§ **Stated problem**: Render the stretch of the entries below that opens with the line containing "Find every instance of the parked" and closes with the line containing "x=327 y=328" as a JSON list of strings, one string per line, both end lines included and blank lines omitted.

╭─ Extracted material

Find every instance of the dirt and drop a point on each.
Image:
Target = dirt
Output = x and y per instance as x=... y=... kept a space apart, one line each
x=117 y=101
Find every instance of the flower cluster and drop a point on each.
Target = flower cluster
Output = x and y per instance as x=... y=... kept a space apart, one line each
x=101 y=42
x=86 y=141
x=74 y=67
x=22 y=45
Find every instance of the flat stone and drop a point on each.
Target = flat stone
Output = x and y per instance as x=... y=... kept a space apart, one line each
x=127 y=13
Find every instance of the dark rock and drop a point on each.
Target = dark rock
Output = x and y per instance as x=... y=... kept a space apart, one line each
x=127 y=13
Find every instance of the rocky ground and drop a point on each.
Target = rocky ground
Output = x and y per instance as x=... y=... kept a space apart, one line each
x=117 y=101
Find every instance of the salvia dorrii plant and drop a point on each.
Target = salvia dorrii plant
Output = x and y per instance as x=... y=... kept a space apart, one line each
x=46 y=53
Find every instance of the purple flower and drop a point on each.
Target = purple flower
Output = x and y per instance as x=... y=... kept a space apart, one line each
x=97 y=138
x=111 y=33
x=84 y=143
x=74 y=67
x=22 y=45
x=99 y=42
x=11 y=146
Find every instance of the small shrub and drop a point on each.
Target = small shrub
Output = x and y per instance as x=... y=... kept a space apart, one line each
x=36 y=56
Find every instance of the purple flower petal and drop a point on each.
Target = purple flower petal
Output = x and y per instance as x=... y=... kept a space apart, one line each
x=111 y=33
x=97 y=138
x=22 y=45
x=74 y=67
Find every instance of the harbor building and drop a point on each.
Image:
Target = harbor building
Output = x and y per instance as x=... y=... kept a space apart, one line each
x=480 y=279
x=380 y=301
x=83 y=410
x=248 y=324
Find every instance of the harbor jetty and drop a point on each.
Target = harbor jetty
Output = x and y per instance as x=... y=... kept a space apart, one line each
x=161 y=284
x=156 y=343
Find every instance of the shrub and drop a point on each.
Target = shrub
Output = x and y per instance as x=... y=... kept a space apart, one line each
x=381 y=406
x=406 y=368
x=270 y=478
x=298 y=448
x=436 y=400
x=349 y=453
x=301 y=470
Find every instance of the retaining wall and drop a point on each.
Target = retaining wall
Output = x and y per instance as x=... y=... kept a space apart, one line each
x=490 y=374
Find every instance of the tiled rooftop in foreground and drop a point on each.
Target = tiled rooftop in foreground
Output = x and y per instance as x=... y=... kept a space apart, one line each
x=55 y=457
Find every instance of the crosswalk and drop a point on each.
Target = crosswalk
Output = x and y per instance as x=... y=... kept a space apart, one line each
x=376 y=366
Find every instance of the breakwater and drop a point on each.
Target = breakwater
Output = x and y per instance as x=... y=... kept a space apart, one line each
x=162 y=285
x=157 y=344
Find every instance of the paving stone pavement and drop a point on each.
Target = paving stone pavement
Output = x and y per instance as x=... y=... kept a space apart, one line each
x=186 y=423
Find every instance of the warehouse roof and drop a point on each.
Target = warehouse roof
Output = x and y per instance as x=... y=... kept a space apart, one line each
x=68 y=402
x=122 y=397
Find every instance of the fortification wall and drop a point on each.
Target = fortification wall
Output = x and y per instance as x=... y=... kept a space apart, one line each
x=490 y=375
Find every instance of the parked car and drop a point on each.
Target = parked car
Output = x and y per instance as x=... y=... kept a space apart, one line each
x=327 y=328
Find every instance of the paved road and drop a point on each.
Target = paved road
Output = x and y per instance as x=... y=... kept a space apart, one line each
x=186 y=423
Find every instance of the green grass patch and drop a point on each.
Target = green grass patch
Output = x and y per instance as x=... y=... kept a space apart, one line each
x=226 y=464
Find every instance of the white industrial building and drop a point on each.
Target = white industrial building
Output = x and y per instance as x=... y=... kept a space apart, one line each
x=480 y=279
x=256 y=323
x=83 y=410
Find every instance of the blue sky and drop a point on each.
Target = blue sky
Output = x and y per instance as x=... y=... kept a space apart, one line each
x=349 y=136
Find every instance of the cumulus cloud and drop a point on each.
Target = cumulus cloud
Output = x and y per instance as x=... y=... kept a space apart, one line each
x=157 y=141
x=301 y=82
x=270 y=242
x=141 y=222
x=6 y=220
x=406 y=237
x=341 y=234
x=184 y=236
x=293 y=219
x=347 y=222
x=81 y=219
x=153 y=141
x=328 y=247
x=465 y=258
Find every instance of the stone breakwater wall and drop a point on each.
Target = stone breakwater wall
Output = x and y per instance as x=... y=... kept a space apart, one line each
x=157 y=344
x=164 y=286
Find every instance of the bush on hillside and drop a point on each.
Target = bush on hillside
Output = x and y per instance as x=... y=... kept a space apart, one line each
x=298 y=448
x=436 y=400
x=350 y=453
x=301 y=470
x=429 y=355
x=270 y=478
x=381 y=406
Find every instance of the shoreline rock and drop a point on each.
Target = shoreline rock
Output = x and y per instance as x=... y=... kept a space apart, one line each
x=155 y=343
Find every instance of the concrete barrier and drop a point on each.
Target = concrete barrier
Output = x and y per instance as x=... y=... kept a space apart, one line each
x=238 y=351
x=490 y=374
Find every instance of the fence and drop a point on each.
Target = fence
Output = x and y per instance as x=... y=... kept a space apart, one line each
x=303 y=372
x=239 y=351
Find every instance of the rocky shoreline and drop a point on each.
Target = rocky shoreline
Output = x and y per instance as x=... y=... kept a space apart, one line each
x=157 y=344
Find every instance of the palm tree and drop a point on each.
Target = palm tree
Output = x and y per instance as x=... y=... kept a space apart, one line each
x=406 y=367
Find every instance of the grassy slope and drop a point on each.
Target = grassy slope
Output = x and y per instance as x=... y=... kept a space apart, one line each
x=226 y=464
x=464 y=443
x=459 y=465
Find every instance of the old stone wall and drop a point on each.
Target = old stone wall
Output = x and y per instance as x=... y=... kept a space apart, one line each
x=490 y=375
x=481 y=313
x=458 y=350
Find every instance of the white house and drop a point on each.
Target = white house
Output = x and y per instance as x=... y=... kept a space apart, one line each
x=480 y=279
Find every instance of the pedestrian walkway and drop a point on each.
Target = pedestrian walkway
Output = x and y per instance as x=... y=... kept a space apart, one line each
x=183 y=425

╰─

§ **Final result**:
[
  "Find every instance of the parked car and drop a point on each.",
  "Target = parked car",
  "Output = x and y per instance as x=... y=... kept a space apart, one line each",
  "x=327 y=328"
]